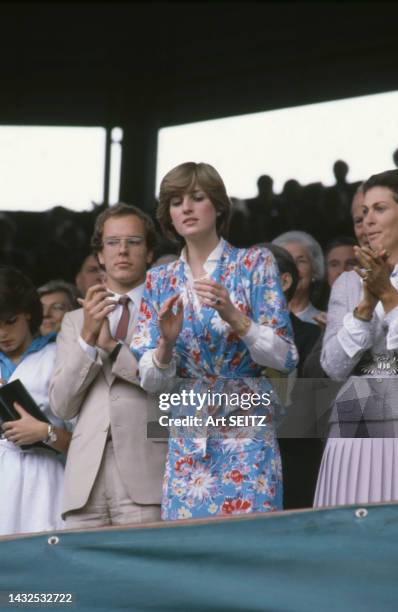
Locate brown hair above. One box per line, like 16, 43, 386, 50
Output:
91, 202, 157, 255
362, 170, 398, 204
156, 162, 231, 244
0, 265, 43, 335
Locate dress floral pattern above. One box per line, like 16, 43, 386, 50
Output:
132, 242, 297, 520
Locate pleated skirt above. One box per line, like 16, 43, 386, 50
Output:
314, 438, 398, 508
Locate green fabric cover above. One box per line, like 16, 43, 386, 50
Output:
0, 504, 398, 612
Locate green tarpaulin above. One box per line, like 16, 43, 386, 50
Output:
0, 504, 398, 612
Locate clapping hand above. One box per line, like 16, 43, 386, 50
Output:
158, 294, 184, 345
354, 246, 395, 300
194, 279, 237, 323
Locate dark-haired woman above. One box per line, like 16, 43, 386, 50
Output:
132, 162, 297, 520
314, 170, 398, 506
0, 266, 71, 535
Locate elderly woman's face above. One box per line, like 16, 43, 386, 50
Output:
283, 242, 314, 294
363, 187, 398, 263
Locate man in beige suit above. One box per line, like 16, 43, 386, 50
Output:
50, 204, 166, 527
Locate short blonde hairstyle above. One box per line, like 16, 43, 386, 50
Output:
156, 162, 231, 244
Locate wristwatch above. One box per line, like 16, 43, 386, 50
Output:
108, 340, 123, 363
43, 425, 58, 444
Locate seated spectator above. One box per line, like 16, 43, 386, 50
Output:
263, 243, 322, 510
37, 280, 79, 336
258, 242, 321, 377
272, 231, 325, 325
75, 253, 105, 298
325, 236, 357, 287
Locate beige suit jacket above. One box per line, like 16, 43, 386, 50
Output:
50, 309, 167, 515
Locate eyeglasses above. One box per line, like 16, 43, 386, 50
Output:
103, 236, 145, 249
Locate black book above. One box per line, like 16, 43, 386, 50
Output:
0, 379, 58, 453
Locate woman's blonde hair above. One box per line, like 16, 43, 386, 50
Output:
156, 162, 231, 243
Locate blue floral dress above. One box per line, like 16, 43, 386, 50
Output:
132, 241, 297, 520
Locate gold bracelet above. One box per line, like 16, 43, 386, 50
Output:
152, 351, 171, 370
352, 306, 372, 323
233, 315, 252, 336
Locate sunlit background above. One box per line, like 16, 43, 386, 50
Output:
0, 126, 123, 211
156, 92, 398, 198
0, 92, 398, 211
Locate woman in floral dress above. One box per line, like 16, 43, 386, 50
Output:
132, 162, 297, 520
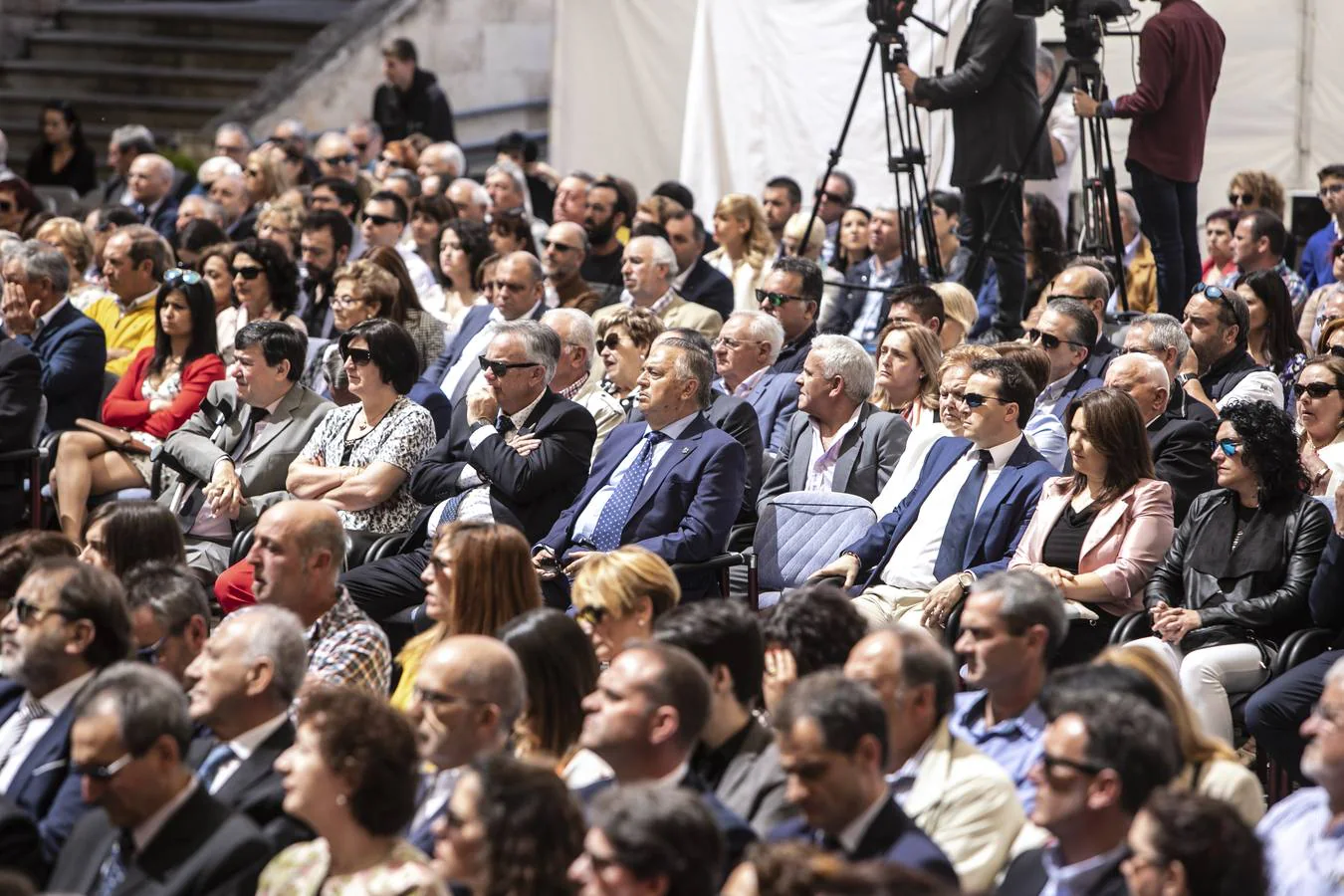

**Task prompt:**
Gather every line of the material above that contains the string "woman", and copy each of those lines in full.

**Output below:**
Locate dark-haired woman above. One box per line, like 16, 43, 386, 50
Locate elderly woman's face above. One box per line, like 16, 43, 386, 50
Locate woman's blonde hair above. One box per line, like 16, 43, 386, 50
Locate woman in floral dress above. One box per line, like 16, 43, 386, 50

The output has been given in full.